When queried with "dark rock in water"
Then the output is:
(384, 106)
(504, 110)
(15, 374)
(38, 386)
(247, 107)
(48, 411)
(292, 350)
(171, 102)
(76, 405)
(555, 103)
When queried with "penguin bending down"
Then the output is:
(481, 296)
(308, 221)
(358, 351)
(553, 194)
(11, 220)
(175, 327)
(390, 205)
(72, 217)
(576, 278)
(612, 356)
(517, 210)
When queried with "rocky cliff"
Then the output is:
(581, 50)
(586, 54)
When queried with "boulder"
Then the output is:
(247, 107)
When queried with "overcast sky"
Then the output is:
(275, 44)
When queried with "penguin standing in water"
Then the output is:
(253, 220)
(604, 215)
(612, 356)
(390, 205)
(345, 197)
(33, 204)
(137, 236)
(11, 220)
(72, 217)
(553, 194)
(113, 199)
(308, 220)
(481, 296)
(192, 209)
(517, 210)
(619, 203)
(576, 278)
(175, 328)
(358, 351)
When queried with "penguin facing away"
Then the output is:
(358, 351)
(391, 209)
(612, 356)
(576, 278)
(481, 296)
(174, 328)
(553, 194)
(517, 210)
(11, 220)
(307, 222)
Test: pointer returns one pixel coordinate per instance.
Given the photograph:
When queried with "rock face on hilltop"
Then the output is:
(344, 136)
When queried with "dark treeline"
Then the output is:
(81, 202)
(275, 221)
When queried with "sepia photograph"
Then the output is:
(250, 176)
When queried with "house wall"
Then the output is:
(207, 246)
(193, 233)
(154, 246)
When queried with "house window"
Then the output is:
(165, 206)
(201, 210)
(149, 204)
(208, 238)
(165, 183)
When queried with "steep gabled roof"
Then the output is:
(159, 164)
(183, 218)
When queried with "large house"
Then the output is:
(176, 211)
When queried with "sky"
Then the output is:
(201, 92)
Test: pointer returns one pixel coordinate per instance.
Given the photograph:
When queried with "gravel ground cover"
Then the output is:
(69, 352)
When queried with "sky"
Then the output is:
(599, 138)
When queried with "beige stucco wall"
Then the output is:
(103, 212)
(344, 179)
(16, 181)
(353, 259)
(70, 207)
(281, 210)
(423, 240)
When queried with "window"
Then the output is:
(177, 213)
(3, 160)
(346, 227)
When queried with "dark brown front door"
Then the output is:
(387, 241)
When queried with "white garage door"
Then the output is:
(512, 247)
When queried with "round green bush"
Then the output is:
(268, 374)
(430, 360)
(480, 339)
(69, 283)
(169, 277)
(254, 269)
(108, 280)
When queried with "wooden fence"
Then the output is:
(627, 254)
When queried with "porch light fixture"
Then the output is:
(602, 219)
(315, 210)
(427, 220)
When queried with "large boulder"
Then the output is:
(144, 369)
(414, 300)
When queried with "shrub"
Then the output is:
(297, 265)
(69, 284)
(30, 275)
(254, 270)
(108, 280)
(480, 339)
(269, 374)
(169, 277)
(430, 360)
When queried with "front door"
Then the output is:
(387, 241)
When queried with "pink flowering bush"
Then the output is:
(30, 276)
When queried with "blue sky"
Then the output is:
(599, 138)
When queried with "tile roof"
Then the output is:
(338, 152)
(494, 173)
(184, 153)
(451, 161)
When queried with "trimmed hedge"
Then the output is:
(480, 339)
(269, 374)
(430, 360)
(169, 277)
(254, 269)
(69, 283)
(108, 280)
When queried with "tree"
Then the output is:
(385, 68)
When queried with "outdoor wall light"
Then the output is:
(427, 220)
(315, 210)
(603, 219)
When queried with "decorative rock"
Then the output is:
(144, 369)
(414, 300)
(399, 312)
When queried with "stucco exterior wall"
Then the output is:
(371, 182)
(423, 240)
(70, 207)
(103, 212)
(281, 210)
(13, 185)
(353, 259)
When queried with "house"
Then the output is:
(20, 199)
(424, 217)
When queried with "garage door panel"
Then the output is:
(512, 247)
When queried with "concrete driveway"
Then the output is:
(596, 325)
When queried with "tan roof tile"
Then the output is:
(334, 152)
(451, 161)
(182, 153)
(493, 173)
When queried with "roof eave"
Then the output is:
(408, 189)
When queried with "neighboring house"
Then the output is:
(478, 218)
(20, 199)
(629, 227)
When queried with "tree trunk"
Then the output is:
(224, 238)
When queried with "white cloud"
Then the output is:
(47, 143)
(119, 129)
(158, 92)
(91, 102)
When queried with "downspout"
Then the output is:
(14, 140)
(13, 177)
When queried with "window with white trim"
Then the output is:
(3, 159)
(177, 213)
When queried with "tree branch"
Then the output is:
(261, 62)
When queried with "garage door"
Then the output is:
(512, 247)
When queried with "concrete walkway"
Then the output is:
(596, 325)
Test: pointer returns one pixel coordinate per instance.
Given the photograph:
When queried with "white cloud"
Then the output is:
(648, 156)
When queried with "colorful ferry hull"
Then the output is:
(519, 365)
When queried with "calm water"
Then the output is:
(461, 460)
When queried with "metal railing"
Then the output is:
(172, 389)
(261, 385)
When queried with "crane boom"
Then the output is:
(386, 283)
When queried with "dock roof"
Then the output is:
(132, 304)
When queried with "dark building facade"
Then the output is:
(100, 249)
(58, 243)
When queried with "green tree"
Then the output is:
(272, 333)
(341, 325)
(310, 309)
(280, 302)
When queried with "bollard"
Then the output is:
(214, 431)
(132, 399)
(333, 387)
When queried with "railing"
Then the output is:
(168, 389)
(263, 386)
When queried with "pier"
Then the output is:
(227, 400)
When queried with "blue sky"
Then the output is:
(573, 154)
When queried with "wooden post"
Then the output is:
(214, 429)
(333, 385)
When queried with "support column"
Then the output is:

————

▶ [Work to be completed]:
Copy out every line above that contains the string "light". Case counts, so a line with the word in different capitalization does not match.

▶ [Expected answer]:
When queried with "porch light fixture"
When queried with "outdoor wall light"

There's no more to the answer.